• Records from a collection:
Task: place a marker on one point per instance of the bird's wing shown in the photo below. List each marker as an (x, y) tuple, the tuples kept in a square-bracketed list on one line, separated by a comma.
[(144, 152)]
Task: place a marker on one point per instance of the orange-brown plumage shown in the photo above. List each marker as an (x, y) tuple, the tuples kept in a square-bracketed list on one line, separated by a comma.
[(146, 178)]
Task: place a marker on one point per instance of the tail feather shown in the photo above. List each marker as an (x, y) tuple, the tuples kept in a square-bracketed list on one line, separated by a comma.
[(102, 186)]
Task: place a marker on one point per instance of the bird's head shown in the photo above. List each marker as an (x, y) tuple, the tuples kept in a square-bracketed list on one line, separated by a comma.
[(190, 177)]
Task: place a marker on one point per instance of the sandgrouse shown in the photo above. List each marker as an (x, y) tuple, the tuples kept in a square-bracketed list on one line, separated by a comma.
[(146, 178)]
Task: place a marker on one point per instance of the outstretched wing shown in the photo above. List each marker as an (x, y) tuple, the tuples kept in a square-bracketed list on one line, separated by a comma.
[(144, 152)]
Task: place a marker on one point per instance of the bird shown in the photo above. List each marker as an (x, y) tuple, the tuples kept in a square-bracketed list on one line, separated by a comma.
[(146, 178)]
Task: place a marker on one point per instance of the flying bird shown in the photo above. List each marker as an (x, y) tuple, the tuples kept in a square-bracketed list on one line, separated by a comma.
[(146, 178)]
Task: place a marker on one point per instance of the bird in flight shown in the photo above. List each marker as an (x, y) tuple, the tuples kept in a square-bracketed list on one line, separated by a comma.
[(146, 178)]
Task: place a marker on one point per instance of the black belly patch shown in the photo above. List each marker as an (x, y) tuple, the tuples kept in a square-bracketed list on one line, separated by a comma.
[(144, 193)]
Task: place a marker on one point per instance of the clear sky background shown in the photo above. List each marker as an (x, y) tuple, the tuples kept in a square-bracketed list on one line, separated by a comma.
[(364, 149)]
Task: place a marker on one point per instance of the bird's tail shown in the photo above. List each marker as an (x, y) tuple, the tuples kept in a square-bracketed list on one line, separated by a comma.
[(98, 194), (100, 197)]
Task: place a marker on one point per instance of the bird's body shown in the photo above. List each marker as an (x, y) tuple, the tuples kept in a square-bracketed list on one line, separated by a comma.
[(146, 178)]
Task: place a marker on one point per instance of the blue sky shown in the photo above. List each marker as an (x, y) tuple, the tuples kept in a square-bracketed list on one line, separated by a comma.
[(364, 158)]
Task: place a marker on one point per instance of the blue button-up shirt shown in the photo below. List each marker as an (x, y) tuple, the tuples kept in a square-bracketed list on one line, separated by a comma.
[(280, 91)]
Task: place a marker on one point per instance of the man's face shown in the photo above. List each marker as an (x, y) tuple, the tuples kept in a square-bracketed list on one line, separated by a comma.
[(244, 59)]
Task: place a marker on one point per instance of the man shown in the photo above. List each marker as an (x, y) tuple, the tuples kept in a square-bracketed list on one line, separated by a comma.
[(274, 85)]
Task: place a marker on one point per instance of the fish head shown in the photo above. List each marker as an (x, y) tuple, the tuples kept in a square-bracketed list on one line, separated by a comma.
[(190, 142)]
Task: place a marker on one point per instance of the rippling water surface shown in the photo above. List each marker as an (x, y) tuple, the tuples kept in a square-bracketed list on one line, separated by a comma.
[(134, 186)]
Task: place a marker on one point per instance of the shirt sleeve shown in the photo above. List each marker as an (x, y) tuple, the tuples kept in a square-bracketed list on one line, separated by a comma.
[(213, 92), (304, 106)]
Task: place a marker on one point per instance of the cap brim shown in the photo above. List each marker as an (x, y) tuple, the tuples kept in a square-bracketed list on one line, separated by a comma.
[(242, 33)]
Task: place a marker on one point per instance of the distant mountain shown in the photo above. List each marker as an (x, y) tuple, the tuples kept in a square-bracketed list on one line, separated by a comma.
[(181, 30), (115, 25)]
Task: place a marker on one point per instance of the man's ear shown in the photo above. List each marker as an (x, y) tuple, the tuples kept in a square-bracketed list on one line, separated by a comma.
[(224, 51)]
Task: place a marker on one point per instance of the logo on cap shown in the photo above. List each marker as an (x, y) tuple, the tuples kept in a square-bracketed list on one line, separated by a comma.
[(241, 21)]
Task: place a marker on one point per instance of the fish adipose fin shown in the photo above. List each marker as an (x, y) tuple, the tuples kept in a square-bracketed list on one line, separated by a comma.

• Task details: Repeat the data exactly as it was given above.

• Final answer:
Task: place a marker on one point per instance of the bird's wing shown in the photo below. List each marker as an (x, y) tuple, the tuples kept in a square-bracketed list on one line, separated by a comma.
[(144, 152)]
Task: place a marker on one point per instance of the orange-brown plumage shown in the photo above. List each marker as an (x, y) tuple, the tuples kept in a square-bracketed list on one line, separated by a comma.
[(146, 178)]
Task: place a marker on one point per instance of the tail feather shown in the photo above. List each marker as an (x, y) tuple, the tuples kept in a square-bracketed list on one line, separated by a comma.
[(102, 186)]
Task: place a marker on one point per instance of the bird's head shown in the photo above. List each marker as an (x, y) tuple, the tuples kept in a square-bracketed list on one line, separated by a comma.
[(190, 177)]
Task: place a marker on one point per instance of the sandgrouse shown in the photo above. List each marker as an (x, y) tuple, the tuples kept in a square-bracketed list on one line, separated by a comma.
[(146, 178)]
Task: place a marker on one point per instance of the outstretched wing shown in the photo above. List each marker as an (x, y) tuple, the tuples kept in a square-bracketed list on one line, separated by a comma.
[(144, 152)]
Task: place a marker on one point per instance of the bird shown in the photo above. List each marker as an (x, y) tuple, the tuples kept in a square-bracketed list on one line, separated by a comma.
[(146, 178)]
Task: place a marker on one point per instance of the flying bird shown in the photo above. List each marker as an (x, y) tuple, the tuples kept in a square-bracketed list on one line, separated by a comma.
[(146, 178)]
Task: place a marker on one point per instance of the bird in flight shown in the photo above. List each marker as an (x, y) tuple, the tuples kept in a square-bracketed list on one line, separated by a comma.
[(146, 178)]
Task: place a marker on one point per instance of the black belly patch shown in the photo above. List each marker as an (x, y) tuple, the tuples kept in a square-bracketed list on one line, separated by a comma.
[(144, 193)]
Task: place a marker on one point per instance of the clear sky background shown in the photo above. List each marker as an (x, y) tuple, the tuples kept in a square-bracketed list on one line, separated by a comma.
[(364, 149)]
Task: place a marker on one point per instance of the bird's tail shown in the photo above. List each marker as an (x, y) tuple, the tuples kept in a square-bracketed list on one line, separated by a comma.
[(98, 194), (100, 197)]
Task: place a marker on one point per instance of the bird's body shown in the photo above. List each marker as an (x, y) tuple, the tuples kept in a square-bracketed list on one line, separated by a comma.
[(146, 178)]
Task: place a marker on one point per instance of the blue sky shown in the photo above. List each marker as an (x, y) tuple, the tuples kept in a square-bracketed list on one line, separated by a comma.
[(364, 158)]
Task: place a marker on one point per instance of the blue button-up shirt shown in the photo below. List each marker as an (x, y) tuple, the tuples kept in a square-bracketed list on one line, separated by a comma.
[(280, 91)]
Task: place a marker on one point per instance of the man's face shown in the photo above. List each marker as an (x, y) tuple, the tuples kept in a square-bracketed list on one line, separated by a comma.
[(244, 59)]
Task: place a marker on one point per instance of the man shown in the photo above. List each marker as an (x, y) tuple, the tuples kept in a square-bracketed list on one line, separated by a comma.
[(274, 85)]
Task: place a marker on one point per instance of the fish head shown in the photo above. List each marker as an (x, y) tuple, the tuples kept in a square-bracketed list on one line, separated by a comma.
[(190, 142)]
Task: place a marker on one point per instance of the rippling water surface shown in the photo above. List each marker as an (x, y) tuple, the tuples kept in a square-bracketed list on one line, separated by a comma.
[(134, 186)]
Task: place a marker on one point per instance of the shirt sleeve shown in the photo above. List each marker as an (x, y) tuple, the tuples kept in a square-bracketed list on one line, separated by a comma.
[(213, 92), (304, 106)]
Task: place a marker on one point per instance of the cap brim shown in the photo above. List each marker as an (x, y) tuple, the tuples kept in a square-bracketed list on one line, separated by a comma.
[(242, 33)]
Task: place a marker on one point per instance of the distant mountain shown in the photo above. List each marker as an (x, y) tuple, the tuples kept in a square-bracketed list on one line, separated by a comma.
[(181, 30), (115, 25)]
Task: place a marker on one point per instance of the man's ear shown in the photo above. List each marker as an (x, y) tuple, the tuples kept in a square-bracketed list on one line, separated by a comma.
[(224, 51)]
Task: place a marker on one point per instance of the logo on cap shown in the photo above. List each marker as an (x, y) tuple, the tuples kept in a square-bracketed list on one line, separated by a comma.
[(241, 21)]
Task: place a marker on one point per instance of the fish adipose fin shown in the photo above. List each marker as an (x, y) tuple, the tuples kept in a square-bracketed list on one line, separated by a comma.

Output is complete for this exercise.